§ **EXERCISE DETAILS**: Without the images, print every line of the material below exactly as given.

§ **GIVEN RECORDS**:
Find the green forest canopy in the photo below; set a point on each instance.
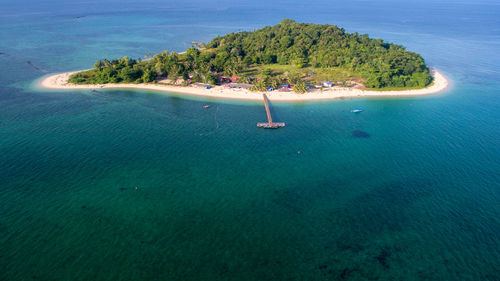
(288, 52)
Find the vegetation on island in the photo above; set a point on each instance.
(299, 54)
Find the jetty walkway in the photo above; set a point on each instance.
(269, 124)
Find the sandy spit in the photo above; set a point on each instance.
(60, 81)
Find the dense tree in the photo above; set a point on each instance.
(294, 45)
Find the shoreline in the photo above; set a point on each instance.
(60, 81)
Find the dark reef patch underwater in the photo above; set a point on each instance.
(360, 134)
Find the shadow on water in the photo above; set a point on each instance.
(274, 115)
(359, 134)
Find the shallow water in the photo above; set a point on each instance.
(136, 185)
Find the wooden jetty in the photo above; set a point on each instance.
(269, 124)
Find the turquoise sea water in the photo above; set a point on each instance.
(415, 198)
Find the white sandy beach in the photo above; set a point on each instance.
(60, 81)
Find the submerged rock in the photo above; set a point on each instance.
(360, 134)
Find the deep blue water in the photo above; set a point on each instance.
(414, 196)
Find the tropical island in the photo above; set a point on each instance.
(289, 61)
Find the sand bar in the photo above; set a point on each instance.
(60, 81)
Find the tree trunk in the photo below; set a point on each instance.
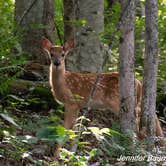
(36, 20)
(69, 17)
(87, 56)
(150, 67)
(126, 51)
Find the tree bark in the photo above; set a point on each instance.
(69, 17)
(150, 67)
(35, 20)
(87, 55)
(126, 66)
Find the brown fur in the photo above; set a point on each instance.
(67, 85)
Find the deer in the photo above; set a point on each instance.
(66, 85)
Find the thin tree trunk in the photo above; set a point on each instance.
(69, 17)
(150, 67)
(35, 19)
(87, 56)
(126, 51)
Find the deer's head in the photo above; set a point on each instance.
(57, 54)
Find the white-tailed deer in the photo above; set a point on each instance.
(66, 86)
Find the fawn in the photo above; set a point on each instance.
(65, 85)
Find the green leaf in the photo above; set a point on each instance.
(9, 119)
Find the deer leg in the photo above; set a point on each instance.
(71, 114)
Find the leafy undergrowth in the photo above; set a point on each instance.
(29, 138)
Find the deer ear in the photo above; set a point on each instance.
(46, 44)
(69, 45)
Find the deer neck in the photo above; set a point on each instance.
(57, 75)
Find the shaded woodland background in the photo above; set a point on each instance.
(30, 120)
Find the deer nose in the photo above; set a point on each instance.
(57, 62)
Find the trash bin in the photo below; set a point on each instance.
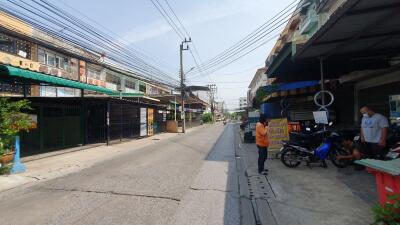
(387, 176)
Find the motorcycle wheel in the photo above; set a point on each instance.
(339, 163)
(289, 157)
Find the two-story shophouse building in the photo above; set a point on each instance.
(77, 99)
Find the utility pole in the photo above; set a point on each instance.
(181, 49)
(213, 90)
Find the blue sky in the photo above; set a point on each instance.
(214, 25)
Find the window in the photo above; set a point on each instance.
(110, 78)
(142, 87)
(52, 59)
(15, 46)
(130, 84)
(41, 56)
(93, 73)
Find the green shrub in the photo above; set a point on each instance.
(12, 121)
(388, 213)
(207, 118)
(4, 170)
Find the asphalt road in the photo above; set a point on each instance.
(182, 180)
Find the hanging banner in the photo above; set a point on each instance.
(277, 132)
(150, 122)
(143, 122)
(320, 117)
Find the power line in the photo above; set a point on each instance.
(94, 42)
(251, 36)
(167, 18)
(158, 61)
(254, 37)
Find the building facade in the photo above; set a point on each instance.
(321, 48)
(242, 103)
(76, 98)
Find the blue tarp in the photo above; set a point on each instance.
(290, 86)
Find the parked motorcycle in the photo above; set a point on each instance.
(393, 153)
(308, 148)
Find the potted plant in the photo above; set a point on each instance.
(389, 213)
(12, 121)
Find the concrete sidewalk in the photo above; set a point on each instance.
(309, 196)
(55, 164)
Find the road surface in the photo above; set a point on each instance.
(182, 180)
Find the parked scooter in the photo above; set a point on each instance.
(394, 153)
(310, 150)
(390, 152)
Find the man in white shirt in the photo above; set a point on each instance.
(374, 129)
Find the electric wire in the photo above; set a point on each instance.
(89, 44)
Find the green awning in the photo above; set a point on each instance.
(128, 94)
(49, 79)
(285, 53)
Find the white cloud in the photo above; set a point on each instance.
(214, 11)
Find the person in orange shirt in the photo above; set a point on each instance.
(262, 143)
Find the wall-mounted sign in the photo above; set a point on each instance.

§ **WRITTEN ANSWER**:
Find the green forest canopy in the photo below; set a point on each instance.
(288, 52)
Find the vegetation on island in the photo above; set a point on each instance.
(299, 54)
Find the jetty walkway in the photo above; set a point on each instance.
(269, 124)
Find the sandy spit in the photo above; set a point on each instance.
(60, 81)
Find the dense tree in the photo above; set a point on each instance.
(294, 45)
Find the shoreline in the photo above; set a point on each instance.
(60, 81)
Find the dark reef patch underwater in the photo above; set a point on each instance.
(360, 134)
Find the shadow on water in the photo above; set a point on each instance.
(274, 115)
(359, 134)
Find the shallow water in the photo above; set a point on each instance.
(136, 185)
Find the wooden jetty in the photo above; set a point on each instance.
(269, 124)
Find the turquoise sea water in the photo above; set a point on each instance.
(415, 198)
Find the white sandy beach in the photo above; set a point on each instance.
(60, 81)
Find the submerged rock in the photo above; set a point on each instance.
(360, 134)
Find the deep blue water in the photo above; set a point on each instance.
(414, 196)
Find the tropical island in the photo above; set a point on each instance.
(289, 61)
Find the sand bar in the photo above; set a point on each instance.
(60, 81)
Find the tree trunk in the photo below; set a point on each instance.
(36, 20)
(69, 17)
(87, 56)
(150, 67)
(126, 51)
Find the tree bark in the photo above; set a point on each instance.
(69, 17)
(150, 67)
(35, 20)
(87, 55)
(126, 66)
Find the brown fur in the photo above; set a point on each instance.
(67, 85)
Find the deer in the photo above; set a point on each instance.
(66, 85)
Find the thin tree trunk in the photo above; set a point on each instance.
(69, 17)
(150, 67)
(35, 19)
(87, 56)
(126, 51)
Find the deer's head in the photo above; set a point on each instance.
(57, 54)
Find the white-tailed deer in the photo above; set a point on each instance.
(66, 86)
Find the fawn in the photo above; set a point on each instance.
(65, 85)
Find the green leaf in the photo above; set a point on each instance.
(9, 119)
Find the deer leg in the photo above; set a point on each instance.
(71, 114)
Find the leafy undergrowth in the photo above; set a point on each instance.
(29, 138)
Find the deer ear in the photo above; set a point on each instance.
(46, 44)
(69, 45)
Find the deer neck in the photo above; set a point on each instance.
(57, 75)
Find the shaded woodland background in the photo above; set a point on each instance.
(30, 120)
Find the deer nose in the photo above; set a point on each instance.
(57, 62)
Find the trash bin in the photo below; set a point on each instance.
(387, 176)
Find the motorcycle wheel in the photo above; set a point on each instance.
(339, 163)
(289, 157)
Find the two-story shophouse building in the photo above; set a point on each instance.
(77, 99)
Find the utility pole in the photo above; set a point on each instance.
(181, 49)
(213, 90)
Find the blue sky in the photo above; set a point on each instance.
(214, 25)
Find the window in the photo above; set a point on each instance.
(110, 78)
(142, 87)
(52, 59)
(15, 46)
(130, 84)
(41, 56)
(93, 73)
Find the green shrub in the photo above; set a point on each instance.
(12, 121)
(388, 213)
(207, 118)
(4, 170)
Find the asphalt road in the photo above; set a point on each instance.
(182, 180)
Find the hanging banner in the photo above; set a point on each instance.
(277, 132)
(150, 122)
(143, 122)
(320, 117)
Find the power line in the photo above; set a point on each instance.
(94, 42)
(251, 36)
(167, 18)
(158, 61)
(254, 37)
Find the building facade in the photo above; set a point on each instance.
(321, 48)
(242, 103)
(76, 98)
Find the blue tarp in the photo above; set a point on each instance.
(290, 86)
Find the parked motorcycle in the photo above; set a point on each instance.
(393, 153)
(308, 148)
Find the potted plant in the photo above; set a point on each instance.
(389, 213)
(12, 121)
Find the concrete sidewalk in the photo above; set a point on each instance.
(309, 196)
(55, 164)
Find the road surface in the photo above; set a point on each instance.
(182, 180)
Find the parked scooter in the photo above; set a point on each instance.
(394, 153)
(310, 150)
(390, 152)
Find the man in white shirt in the photo above; set a point on each instance.
(374, 129)
Find the electric wire in the photo above; set a point on each instance.
(89, 44)
Find the green awning in the photo above; set a point on each instance.
(128, 94)
(49, 79)
(285, 53)
Find the white cloud in the photo above; set a point on each instance.
(214, 11)
Find the person in orange shirt in the photo above; set a point on each instance.
(262, 143)
Find the wall-mounted sign in the photo above; set a point on each instance.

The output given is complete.